▸ **SELECTED TEXT**
|---|

ISLAMABAD: The short-term inflation witnessed a year-on-year increase of 26.32 per cent for the week ending on Aug 7 mainly due to a sharp increase in the retail price of sugar across the country and petroleum products, showed the official data released on Friday.
According to the PBS, the highest recorded retail price of sugar, reaching Rs200 per kg, was observed in Quetta and Peshawar, followed by Rs195 in Karachi and Rawalpindi, Rs190 in Islamabad and Rs180 in Faisalabad, Sialkot, Multan, Gujranwala, Hyderabad, Sukkur and Larkana.
The national average price maximum stood at Rs200 per kg.
Sugar became more expensive because of two reasons. A lot of sugar was taken out of the country through smuggling. Also, the PDM government has allowed legal exports of sugar since February.
According to sources, nearly 800,000 tonnes of sugar have been smuggled across the western border. At the same time, the PDM government has allowed the export of 250,000 tonnes of sugar since February. The ECC has banned the export of the sweetener in early August.
The short-term inflation, measured by the Sensitive Price Index (SPI), remained elevated. It, however, increased 0.96pc from the preceding week, showing a rising trend for the past seven consecutive weeks.

|---|

▸ **ROWS**
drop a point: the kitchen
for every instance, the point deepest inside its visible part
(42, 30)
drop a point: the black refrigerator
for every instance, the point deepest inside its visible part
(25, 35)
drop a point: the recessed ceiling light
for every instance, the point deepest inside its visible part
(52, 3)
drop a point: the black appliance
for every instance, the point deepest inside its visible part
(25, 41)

|---|

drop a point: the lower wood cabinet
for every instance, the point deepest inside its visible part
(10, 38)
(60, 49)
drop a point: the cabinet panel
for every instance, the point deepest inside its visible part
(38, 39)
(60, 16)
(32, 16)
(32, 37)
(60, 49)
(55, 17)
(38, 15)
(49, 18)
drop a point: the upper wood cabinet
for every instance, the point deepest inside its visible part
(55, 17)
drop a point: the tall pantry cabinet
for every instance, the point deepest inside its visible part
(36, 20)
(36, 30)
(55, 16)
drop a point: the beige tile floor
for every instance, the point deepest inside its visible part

|---|

▸ **GIVEN EXERCISE**
Transcribe the passage of the sugar price report, everything from "ISLAMABAD: The short-term" down to "Rs200 per kg.".

▸ **EXERCISE SOLUTION**
ISLAMABAD: The short-term inflation witnessed a year-on-year increase of 26.32 per cent for the week ending on Aug 7 mainly due to a sharp increase in the retail price of sugar across the country and petroleum products, showed the official data released on Friday.
According to the PBS, the highest recorded retail price of sugar, reaching Rs200 per kg, was observed in Quetta and Peshawar, followed by Rs195 in Karachi and Rawalpindi, Rs190 in Islamabad and Rs180 in Faisalabad, Sialkot, Multan, Gujranwala, Hyderabad, Sukkur and Larkana.
The national average price maximum stood at Rs200 per kg.